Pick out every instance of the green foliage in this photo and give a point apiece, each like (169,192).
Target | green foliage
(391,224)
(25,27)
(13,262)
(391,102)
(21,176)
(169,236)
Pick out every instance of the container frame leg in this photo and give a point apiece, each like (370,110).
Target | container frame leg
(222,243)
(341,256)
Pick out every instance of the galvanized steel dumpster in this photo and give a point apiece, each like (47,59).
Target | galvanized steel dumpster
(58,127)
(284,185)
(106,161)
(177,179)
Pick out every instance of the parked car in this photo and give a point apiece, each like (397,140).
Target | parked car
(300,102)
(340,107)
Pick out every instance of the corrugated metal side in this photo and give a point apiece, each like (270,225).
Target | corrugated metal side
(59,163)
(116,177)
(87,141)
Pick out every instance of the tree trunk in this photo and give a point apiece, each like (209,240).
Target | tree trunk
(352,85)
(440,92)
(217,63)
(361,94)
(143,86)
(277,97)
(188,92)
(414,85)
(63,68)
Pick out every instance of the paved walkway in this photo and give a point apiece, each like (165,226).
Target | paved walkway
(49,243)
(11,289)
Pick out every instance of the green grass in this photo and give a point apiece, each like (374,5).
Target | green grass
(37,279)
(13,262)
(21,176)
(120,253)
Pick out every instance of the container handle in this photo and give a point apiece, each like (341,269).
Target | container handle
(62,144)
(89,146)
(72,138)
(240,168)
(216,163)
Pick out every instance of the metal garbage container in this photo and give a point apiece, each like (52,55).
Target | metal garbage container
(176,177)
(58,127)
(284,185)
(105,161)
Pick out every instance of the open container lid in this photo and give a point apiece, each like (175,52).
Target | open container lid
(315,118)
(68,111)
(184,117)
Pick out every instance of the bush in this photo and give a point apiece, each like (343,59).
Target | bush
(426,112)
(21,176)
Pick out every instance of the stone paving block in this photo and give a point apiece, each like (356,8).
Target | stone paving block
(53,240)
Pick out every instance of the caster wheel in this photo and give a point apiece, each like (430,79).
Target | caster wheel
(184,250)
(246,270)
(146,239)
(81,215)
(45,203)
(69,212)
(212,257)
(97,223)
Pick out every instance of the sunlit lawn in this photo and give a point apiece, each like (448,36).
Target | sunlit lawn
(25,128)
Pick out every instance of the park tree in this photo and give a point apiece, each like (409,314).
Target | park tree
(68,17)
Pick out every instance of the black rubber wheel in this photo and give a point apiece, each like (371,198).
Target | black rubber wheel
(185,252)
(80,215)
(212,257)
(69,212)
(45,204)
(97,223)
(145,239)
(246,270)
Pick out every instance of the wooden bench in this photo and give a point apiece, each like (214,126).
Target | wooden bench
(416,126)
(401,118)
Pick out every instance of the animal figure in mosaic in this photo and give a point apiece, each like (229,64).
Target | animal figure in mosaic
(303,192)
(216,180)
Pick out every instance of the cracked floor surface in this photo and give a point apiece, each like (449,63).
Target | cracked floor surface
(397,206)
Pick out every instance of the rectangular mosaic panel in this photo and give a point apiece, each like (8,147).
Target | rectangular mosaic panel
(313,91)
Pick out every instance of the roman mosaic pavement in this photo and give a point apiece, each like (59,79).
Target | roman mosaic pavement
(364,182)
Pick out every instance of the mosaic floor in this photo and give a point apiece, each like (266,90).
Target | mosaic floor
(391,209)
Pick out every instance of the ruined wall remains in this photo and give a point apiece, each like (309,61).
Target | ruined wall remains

▸ **Exercise**:
Copy the rows from the line holding "Pick out every instance of the cracked" through the end of the rows, inclusive, replacing "mosaic" with "tile" and leaving everything else unchanged.

▸ **Output**:
Pick out every instance of the cracked floor surface in this photo and give a point apiece, each like (449,63).
Target | cracked floor surface
(397,206)
Pick out every instance of the rectangular tile panel in this photo and give a point apiece, each like (8,147).
Target | rectangular tile panel
(313,91)
Pick out every instance of the roman tile pavement in this photo and give a point apiece, each like (59,79).
Target | roman tile pavement
(364,182)
Pick out every instance of the tile floor in this photo and give a point apiece, each like (266,90).
Target | tile floor
(391,209)
Pick out every instance of the ruined wall remains in this photo and give a point apiece, each like (309,61).
Target | ruined wall remains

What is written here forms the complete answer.